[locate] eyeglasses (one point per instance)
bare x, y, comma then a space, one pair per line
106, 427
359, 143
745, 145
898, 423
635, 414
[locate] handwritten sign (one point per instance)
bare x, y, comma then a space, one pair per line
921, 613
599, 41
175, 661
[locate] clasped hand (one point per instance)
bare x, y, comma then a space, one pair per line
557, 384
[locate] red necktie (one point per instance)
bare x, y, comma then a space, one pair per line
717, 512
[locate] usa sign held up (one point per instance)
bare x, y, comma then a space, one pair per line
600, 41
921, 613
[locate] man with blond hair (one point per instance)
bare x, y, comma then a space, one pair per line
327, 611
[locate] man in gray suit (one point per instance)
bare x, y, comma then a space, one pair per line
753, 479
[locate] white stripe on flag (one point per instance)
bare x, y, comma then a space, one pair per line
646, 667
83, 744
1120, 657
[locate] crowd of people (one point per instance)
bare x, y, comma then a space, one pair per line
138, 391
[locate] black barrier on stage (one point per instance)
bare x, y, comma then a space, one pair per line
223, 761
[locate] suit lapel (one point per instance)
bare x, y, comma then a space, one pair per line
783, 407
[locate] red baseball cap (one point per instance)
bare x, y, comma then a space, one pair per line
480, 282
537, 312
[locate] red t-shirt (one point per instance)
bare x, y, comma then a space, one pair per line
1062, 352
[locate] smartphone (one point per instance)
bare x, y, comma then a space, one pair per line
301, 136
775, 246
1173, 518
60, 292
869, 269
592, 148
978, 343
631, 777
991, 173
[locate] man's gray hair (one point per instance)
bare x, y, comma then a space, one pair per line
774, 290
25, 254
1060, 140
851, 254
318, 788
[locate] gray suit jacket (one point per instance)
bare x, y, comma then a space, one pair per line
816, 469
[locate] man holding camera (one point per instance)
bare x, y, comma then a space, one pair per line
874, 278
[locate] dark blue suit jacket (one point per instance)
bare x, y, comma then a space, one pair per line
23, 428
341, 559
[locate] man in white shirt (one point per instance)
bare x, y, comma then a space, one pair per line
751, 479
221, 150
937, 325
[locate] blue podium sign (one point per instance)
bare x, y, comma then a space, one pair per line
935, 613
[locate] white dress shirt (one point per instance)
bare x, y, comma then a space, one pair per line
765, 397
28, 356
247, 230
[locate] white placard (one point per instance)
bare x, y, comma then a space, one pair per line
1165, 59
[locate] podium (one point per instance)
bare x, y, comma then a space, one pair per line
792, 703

----------

Can you rewrite all of the lines above, replacing each "gray" with "silver" and leaving everything else unchanged?

[locate] eyeglasses (one point per instance)
bare x, y, comma then a space, one pair per line
106, 427
359, 143
745, 145
898, 423
635, 414
[locate] handwritten sign (one point per instance)
bare x, y, comma then a space, one pair per line
921, 613
599, 41
175, 661
[locate] clasped hand (one point per instance)
bare x, y, comma then a space, one pair per line
557, 384
[locate] red necktie (one point per instance)
bare x, y, comma then a space, one pair per line
717, 512
[locate] usa sign held up (one point per instance)
bare x, y, comma then a space, one pair per line
600, 41
921, 613
[locate] man with blond hair (one point per instance)
bare x, y, comma then a space, one pair per line
327, 611
[locate] man in silver suit (one point per instance)
bare x, y, comma then a space, one pair per line
753, 479
[locate] white stripe on flag (one point per instance)
bare x, y, comma then a space, one pair per line
646, 667
83, 744
1120, 657
[locate] crowd of people (one point per instance)
bare x, y, comma then a space, one pair per line
138, 391
[locate] black barrier on stage (one point per instance)
bare x, y, comma then a space, one pair per line
223, 761
[locate] suit lapel (one point per instance)
bare x, y, comma then a space, one pair per line
783, 407
[locate] red baseball cap (one point per instance)
bare x, y, comma then a space, one pair per line
480, 282
537, 312
[locate] red t-shirt (one point per instance)
bare x, y, comma then a space, one pair per line
1062, 352
[locate] smartphone (one point per instance)
bare x, y, comma then a space, one pair per line
301, 136
775, 246
1173, 518
60, 292
869, 269
592, 148
978, 343
631, 777
991, 173
[locate] man's silver hair (one point per instance)
bare x, y, comma then a space, one pair per line
774, 290
25, 254
1060, 140
851, 254
318, 788
[locate] silver suit jacket (one point per instance)
bare x, y, comma then a space, one pair per line
816, 469
[locate] man holding camera (one point per instance)
bare x, y, comma then a space, one pair per line
874, 278
[locate] dark blue suit jacket (one point per instance)
bare x, y, comma then a space, one pair per line
23, 428
341, 559
[locate] man in white shirt (one point per instance)
bare x, y, comma then a space, one pair per line
751, 479
221, 150
937, 325
[locate] blue podium sign (one point per instance)
bare x, y, comma then a space, one pair per line
935, 613
[locate] white dress shirt (one point per instance)
bare x, y, comma then a space, one pair per line
765, 397
28, 356
247, 230
[locate] white placard (one point per instance)
bare x, y, comma then a space, one pair per line
1165, 59
[locate] podium (one point per instance)
bare x, y, comma then a space, one pair per line
792, 703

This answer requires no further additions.